▶ _DIRECTIONS FOR THIS TASK_:
Print every one of the entries below verbatim, keeping each line unchanged.

▶ _TASK INPUT_:
......

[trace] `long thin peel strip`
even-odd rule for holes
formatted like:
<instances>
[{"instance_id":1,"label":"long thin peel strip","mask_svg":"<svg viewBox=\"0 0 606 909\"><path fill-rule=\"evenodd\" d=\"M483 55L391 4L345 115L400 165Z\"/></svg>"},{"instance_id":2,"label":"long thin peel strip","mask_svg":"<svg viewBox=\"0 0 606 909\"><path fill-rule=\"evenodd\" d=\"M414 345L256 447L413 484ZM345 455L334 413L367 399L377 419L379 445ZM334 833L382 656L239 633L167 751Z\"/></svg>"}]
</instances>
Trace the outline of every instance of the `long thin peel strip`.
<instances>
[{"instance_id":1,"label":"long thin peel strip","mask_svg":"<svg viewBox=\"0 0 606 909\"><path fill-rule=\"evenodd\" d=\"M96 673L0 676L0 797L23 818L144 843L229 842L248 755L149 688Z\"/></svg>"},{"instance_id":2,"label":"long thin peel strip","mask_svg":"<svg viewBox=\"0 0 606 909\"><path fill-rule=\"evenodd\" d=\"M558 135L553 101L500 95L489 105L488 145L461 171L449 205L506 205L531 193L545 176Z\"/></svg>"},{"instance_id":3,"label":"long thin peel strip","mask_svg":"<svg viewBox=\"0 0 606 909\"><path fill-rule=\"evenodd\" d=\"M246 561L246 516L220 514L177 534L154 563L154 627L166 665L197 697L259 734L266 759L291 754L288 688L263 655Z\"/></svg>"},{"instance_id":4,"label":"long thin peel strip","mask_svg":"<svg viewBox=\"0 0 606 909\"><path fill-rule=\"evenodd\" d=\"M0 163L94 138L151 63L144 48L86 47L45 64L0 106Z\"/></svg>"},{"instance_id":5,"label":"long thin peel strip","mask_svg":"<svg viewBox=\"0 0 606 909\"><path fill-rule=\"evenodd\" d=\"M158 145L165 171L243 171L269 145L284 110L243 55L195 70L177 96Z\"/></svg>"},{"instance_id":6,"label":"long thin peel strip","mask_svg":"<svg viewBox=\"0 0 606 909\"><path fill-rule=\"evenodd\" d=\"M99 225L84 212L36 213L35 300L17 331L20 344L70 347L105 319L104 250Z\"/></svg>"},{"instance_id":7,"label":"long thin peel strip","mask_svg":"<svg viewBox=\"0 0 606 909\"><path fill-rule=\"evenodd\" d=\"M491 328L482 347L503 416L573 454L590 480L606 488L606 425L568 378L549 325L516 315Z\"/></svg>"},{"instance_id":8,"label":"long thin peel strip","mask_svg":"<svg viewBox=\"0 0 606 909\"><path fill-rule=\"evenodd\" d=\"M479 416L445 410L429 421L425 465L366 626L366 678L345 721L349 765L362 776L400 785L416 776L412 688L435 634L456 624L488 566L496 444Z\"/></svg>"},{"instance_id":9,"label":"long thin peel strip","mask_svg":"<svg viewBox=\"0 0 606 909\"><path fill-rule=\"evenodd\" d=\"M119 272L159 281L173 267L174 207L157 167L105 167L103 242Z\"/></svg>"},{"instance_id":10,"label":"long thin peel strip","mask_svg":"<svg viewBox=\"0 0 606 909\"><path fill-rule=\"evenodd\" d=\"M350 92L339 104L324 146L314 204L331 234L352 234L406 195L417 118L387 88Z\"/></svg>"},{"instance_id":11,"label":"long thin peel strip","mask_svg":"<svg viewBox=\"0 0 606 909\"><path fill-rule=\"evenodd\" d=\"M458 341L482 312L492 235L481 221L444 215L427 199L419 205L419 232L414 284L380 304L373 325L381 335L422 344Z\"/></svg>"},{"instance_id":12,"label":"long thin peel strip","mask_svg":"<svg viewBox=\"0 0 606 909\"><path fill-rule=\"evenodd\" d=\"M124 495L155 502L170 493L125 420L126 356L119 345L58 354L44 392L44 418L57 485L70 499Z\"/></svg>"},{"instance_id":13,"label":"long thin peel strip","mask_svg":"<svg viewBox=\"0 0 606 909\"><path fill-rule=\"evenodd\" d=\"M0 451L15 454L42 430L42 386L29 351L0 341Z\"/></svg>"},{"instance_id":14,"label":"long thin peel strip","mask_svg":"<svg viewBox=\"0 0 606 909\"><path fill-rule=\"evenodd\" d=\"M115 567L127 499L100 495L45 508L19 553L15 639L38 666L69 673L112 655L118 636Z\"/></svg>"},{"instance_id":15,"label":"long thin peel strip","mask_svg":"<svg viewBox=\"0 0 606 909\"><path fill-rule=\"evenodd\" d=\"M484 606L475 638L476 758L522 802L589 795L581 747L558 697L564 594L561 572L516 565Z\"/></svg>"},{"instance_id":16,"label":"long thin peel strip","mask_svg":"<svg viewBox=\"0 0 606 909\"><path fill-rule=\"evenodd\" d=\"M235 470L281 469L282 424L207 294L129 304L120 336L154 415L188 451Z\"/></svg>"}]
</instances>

......

▶ _TASK RESPONSE_:
[trace] `long thin peel strip`
even-odd rule for holes
formatted like:
<instances>
[{"instance_id":1,"label":"long thin peel strip","mask_svg":"<svg viewBox=\"0 0 606 909\"><path fill-rule=\"evenodd\" d=\"M483 55L391 4L345 115L400 165Z\"/></svg>"},{"instance_id":2,"label":"long thin peel strip","mask_svg":"<svg viewBox=\"0 0 606 909\"><path fill-rule=\"evenodd\" d=\"M414 345L256 447L413 484ZM345 455L334 413L367 399L377 419L379 445ZM334 833L382 656L239 633L167 751Z\"/></svg>"}]
</instances>
Trace the outline of every instance of the `long thin peel strip`.
<instances>
[{"instance_id":1,"label":"long thin peel strip","mask_svg":"<svg viewBox=\"0 0 606 909\"><path fill-rule=\"evenodd\" d=\"M96 673L0 676L0 797L23 818L144 843L229 842L248 755L149 688Z\"/></svg>"},{"instance_id":2,"label":"long thin peel strip","mask_svg":"<svg viewBox=\"0 0 606 909\"><path fill-rule=\"evenodd\" d=\"M558 135L553 101L500 95L489 105L488 145L461 171L449 205L506 205L531 193L545 176Z\"/></svg>"},{"instance_id":3,"label":"long thin peel strip","mask_svg":"<svg viewBox=\"0 0 606 909\"><path fill-rule=\"evenodd\" d=\"M246 561L246 516L220 514L177 534L154 563L154 627L166 665L197 697L259 734L266 759L291 754L288 688L263 655Z\"/></svg>"},{"instance_id":4,"label":"long thin peel strip","mask_svg":"<svg viewBox=\"0 0 606 909\"><path fill-rule=\"evenodd\" d=\"M0 163L94 138L151 63L144 48L86 47L45 64L0 106Z\"/></svg>"},{"instance_id":5,"label":"long thin peel strip","mask_svg":"<svg viewBox=\"0 0 606 909\"><path fill-rule=\"evenodd\" d=\"M158 145L165 171L243 171L269 145L284 110L243 55L195 70L177 96Z\"/></svg>"},{"instance_id":6,"label":"long thin peel strip","mask_svg":"<svg viewBox=\"0 0 606 909\"><path fill-rule=\"evenodd\" d=\"M99 225L84 212L36 213L35 300L17 331L20 344L70 347L105 319L104 250Z\"/></svg>"},{"instance_id":7,"label":"long thin peel strip","mask_svg":"<svg viewBox=\"0 0 606 909\"><path fill-rule=\"evenodd\" d=\"M491 328L482 347L503 416L573 454L590 480L606 488L606 425L568 378L549 325L516 315Z\"/></svg>"},{"instance_id":8,"label":"long thin peel strip","mask_svg":"<svg viewBox=\"0 0 606 909\"><path fill-rule=\"evenodd\" d=\"M479 416L445 410L429 421L425 465L366 626L366 678L345 721L349 765L362 776L400 785L416 776L412 688L435 634L456 624L488 566L496 444Z\"/></svg>"},{"instance_id":9,"label":"long thin peel strip","mask_svg":"<svg viewBox=\"0 0 606 909\"><path fill-rule=\"evenodd\" d=\"M119 272L159 281L173 267L174 207L157 167L105 167L103 242Z\"/></svg>"},{"instance_id":10,"label":"long thin peel strip","mask_svg":"<svg viewBox=\"0 0 606 909\"><path fill-rule=\"evenodd\" d=\"M350 92L339 104L324 146L314 204L331 234L352 234L406 195L417 118L387 88Z\"/></svg>"},{"instance_id":11,"label":"long thin peel strip","mask_svg":"<svg viewBox=\"0 0 606 909\"><path fill-rule=\"evenodd\" d=\"M458 341L482 312L492 235L481 221L444 215L427 199L419 205L419 232L414 284L380 304L373 325L381 335L422 344Z\"/></svg>"},{"instance_id":12,"label":"long thin peel strip","mask_svg":"<svg viewBox=\"0 0 606 909\"><path fill-rule=\"evenodd\" d=\"M124 495L155 502L170 493L125 420L126 356L119 345L58 354L44 392L44 418L57 485L70 499Z\"/></svg>"},{"instance_id":13,"label":"long thin peel strip","mask_svg":"<svg viewBox=\"0 0 606 909\"><path fill-rule=\"evenodd\" d=\"M0 451L15 454L42 430L42 386L29 351L0 341Z\"/></svg>"},{"instance_id":14,"label":"long thin peel strip","mask_svg":"<svg viewBox=\"0 0 606 909\"><path fill-rule=\"evenodd\" d=\"M115 567L127 499L100 495L45 508L19 553L15 639L38 666L69 673L112 655L118 636Z\"/></svg>"},{"instance_id":15,"label":"long thin peel strip","mask_svg":"<svg viewBox=\"0 0 606 909\"><path fill-rule=\"evenodd\" d=\"M484 606L475 638L476 758L522 802L589 795L581 747L558 697L564 594L561 572L516 565Z\"/></svg>"},{"instance_id":16,"label":"long thin peel strip","mask_svg":"<svg viewBox=\"0 0 606 909\"><path fill-rule=\"evenodd\" d=\"M235 470L281 469L282 424L207 294L129 304L120 336L154 415L188 451Z\"/></svg>"}]
</instances>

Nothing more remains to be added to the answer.